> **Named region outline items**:
# # #
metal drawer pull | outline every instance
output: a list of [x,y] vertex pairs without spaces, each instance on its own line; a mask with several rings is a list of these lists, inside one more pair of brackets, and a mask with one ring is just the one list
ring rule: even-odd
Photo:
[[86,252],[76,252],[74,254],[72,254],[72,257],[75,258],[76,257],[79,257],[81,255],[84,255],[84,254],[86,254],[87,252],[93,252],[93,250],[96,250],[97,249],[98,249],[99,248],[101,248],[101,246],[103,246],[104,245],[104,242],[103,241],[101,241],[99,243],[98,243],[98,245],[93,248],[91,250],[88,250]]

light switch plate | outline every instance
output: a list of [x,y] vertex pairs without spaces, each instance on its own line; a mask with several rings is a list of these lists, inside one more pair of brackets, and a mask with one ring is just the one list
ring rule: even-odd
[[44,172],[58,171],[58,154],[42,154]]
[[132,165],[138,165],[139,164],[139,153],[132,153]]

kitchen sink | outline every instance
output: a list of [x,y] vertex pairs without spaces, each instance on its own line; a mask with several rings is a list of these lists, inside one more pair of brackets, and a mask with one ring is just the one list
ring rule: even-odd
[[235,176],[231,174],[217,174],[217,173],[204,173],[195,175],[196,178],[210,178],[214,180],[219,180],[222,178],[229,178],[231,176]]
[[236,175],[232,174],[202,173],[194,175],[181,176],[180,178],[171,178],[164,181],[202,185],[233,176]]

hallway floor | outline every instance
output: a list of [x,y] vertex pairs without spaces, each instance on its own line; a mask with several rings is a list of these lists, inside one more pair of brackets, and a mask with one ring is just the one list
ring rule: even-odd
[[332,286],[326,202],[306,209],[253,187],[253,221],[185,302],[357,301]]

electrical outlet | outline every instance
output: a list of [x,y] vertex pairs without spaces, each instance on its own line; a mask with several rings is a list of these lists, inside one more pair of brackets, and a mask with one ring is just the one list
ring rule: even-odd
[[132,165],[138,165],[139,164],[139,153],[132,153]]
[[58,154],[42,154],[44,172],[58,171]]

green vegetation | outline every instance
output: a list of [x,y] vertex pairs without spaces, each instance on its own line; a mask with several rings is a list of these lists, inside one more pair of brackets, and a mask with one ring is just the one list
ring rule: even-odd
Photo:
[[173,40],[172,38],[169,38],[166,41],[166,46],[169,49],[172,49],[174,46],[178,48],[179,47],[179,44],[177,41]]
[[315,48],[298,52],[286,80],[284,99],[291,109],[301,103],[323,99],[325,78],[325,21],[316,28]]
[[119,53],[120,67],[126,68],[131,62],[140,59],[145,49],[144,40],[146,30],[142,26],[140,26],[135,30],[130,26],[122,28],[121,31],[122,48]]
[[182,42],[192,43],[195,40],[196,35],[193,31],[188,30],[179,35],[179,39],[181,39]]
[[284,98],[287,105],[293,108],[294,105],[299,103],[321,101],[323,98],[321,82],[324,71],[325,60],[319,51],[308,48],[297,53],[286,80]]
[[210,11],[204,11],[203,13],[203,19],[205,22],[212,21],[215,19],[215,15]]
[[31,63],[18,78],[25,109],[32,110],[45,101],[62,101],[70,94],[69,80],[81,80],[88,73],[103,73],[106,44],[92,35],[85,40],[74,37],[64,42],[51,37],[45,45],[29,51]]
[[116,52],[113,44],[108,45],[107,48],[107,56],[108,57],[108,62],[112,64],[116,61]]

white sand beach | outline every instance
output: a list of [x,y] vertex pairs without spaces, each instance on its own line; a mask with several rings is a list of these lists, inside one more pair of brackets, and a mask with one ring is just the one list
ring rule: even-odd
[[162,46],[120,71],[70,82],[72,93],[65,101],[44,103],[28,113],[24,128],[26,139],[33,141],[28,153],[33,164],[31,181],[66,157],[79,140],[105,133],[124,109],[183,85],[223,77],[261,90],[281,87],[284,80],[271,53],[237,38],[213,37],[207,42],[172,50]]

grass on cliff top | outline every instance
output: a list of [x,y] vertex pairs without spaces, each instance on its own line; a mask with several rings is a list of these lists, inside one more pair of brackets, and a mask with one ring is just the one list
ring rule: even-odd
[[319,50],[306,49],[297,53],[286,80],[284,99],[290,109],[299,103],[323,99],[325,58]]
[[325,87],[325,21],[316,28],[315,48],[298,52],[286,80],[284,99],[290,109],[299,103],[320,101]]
# # #
Please update everything from the line containing "hallway floor | outline every instance" down to the line containing "[[58,154],[42,154],[44,172],[58,171]]" by swapping "electrical outlet" for "wall socket" and keeping every other character the same. Return only those lines.

> **THE RESPONSE**:
hallway floor | outline every instance
output: a list of [x,y] vertex pairs without spaces, each instance on its own line; a mask with several rings is a list of these lists, inside one more pair of brackets, and a mask with one ring is just the one list
ring rule: even-odd
[[332,286],[326,202],[306,209],[253,187],[253,221],[185,302],[357,301]]

wall socket | outline every instance
output: a list of [x,y] vertex pairs without spaces, each instance on its own line; a mask with several rings is a list of these lists, inside one more pair of brackets, and a mask with one ring is just the one list
ring rule: even-odd
[[132,165],[138,165],[139,164],[139,153],[132,153]]
[[58,154],[42,154],[44,172],[58,171]]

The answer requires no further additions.